Stored dataset items:
■ ■ ■ ■

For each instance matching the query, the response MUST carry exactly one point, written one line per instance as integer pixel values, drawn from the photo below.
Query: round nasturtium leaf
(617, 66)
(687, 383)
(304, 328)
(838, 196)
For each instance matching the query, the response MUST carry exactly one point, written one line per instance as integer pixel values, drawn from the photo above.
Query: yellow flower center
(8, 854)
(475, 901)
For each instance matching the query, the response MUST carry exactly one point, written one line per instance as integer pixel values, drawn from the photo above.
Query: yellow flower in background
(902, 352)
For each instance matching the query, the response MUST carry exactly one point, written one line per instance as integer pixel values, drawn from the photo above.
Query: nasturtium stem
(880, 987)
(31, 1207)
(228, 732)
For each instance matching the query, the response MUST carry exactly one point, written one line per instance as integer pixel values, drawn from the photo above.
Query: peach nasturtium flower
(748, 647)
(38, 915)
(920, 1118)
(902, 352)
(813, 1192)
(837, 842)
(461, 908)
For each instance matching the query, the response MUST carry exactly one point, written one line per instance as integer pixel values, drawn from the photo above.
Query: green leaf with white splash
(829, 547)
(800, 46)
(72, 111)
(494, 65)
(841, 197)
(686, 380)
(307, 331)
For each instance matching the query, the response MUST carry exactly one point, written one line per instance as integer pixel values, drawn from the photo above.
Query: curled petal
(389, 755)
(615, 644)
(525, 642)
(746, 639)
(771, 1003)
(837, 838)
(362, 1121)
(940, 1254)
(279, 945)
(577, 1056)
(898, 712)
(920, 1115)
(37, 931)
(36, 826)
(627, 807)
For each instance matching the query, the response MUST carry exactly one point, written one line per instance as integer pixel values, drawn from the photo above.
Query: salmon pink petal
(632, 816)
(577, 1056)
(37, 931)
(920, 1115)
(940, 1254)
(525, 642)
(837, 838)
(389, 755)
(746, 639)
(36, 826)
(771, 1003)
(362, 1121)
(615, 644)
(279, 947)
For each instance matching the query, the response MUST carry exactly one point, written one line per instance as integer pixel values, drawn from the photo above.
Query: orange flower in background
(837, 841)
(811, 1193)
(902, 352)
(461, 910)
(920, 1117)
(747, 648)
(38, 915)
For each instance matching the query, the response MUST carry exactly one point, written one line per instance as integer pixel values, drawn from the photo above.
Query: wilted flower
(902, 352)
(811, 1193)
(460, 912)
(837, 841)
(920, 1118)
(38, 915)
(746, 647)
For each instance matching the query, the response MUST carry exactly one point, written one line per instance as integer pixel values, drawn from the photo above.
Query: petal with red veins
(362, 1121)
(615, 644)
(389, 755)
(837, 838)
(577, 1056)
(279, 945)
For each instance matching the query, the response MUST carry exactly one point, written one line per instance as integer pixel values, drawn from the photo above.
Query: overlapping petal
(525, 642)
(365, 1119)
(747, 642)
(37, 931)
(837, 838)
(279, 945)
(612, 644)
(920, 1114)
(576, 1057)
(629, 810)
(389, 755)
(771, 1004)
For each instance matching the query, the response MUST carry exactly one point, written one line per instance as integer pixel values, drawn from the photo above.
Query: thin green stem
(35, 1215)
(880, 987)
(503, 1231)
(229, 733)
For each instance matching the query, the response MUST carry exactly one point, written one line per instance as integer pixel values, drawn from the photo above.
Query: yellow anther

■ ■ ■ ■

WORK TO COMPLETE> The response must contain every entry, each one identical to the original.

WRITTEN ANSWER>
For each instance matching the query, the response MUST carry exactly one point, written one line per instance as integer pixel values, drawn from the photo below.
Query: round nasturtium leaf
(617, 66)
(687, 383)
(304, 328)
(838, 196)
For each instance matching the query, the response MUST carry exactly one point, written one line per instance as integer pixel values, drawn from the photo above.
Query: yellow flower center
(8, 854)
(475, 901)
For each instance matching the query, the response MUST carry exactly one point, written one line per instance as integer pixel values, drawn from the photo above.
Query: yellow flower in background
(902, 352)
For each instance matching the query, the response MUST carry exactly one point, written one line per instance as integer pixel values, drawn from the photo above.
Query: nasturtium stem
(880, 987)
(31, 1207)
(228, 732)
For each instance matching the query, the response MUST carry exactly one point, written one line per instance as integer pixel values, drawn from the photo above.
Query: peach nasturtium flower
(748, 647)
(38, 915)
(920, 1118)
(902, 352)
(813, 1192)
(837, 842)
(461, 908)
For each instance matching the query, the response MUST carry exactly one point, written one line per instance as integer pixel values, drawn from the photo above.
Query: green leaf with white splash
(829, 547)
(800, 46)
(72, 111)
(494, 65)
(841, 197)
(686, 380)
(307, 331)
For each instance matching the query, the response MUST carry exactly one point, written one line per instance as integer pixel values, drawn from the photo above.
Query: curled petal
(389, 755)
(615, 644)
(525, 642)
(746, 639)
(771, 1003)
(837, 838)
(362, 1121)
(940, 1254)
(279, 945)
(577, 1056)
(898, 712)
(920, 1115)
(37, 931)
(36, 826)
(627, 807)
For each instance matching the query, the response MUST carry exactly one point, written one line per instance as integer pixel values, drawn from the photo above.
Query: salmon pink petal
(632, 816)
(577, 1056)
(37, 931)
(920, 1115)
(940, 1254)
(525, 642)
(837, 838)
(389, 755)
(746, 639)
(36, 826)
(771, 1003)
(362, 1121)
(615, 644)
(279, 947)
For each instance matching the query, the response MUST carry exactly one point, written one line per instance as integer pixel values, drawn from the photo above.
Query: orange flower in background
(837, 841)
(811, 1193)
(902, 352)
(461, 910)
(920, 1117)
(747, 648)
(38, 915)
For each instance matching the query, the response MUST carry exactly one point, written one line per instance as integer pixel values, drawn from the photo above.
Query: wilted flower
(902, 352)
(811, 1193)
(460, 912)
(837, 841)
(920, 1118)
(38, 915)
(746, 647)
For each instance matching the query, the response MUST carry exactly one point, written one line per instance as integer pixel values, drawn from the photo above.
Query: petal with red veins
(362, 1121)
(615, 644)
(389, 755)
(837, 838)
(577, 1056)
(279, 945)
For each instance matching the query, the response MUST carry exactly one point, written one line per instance as integer pixel values, drawn from the photo above.
Query: overlapping petal
(525, 642)
(365, 1119)
(747, 642)
(37, 931)
(837, 838)
(279, 945)
(612, 644)
(920, 1114)
(576, 1057)
(629, 810)
(389, 755)
(771, 1004)
For each instance matching the query, the response MUST carry exactly one point, written one line per instance as integer pixel values, drawn from the photo above.
Query: thin green stem
(35, 1215)
(880, 987)
(503, 1231)
(229, 733)
For each instance matching the query, the response MUST carry exactly one point, written one line per instance as integer pixel values, drawn from the photo above.
Query: yellow anther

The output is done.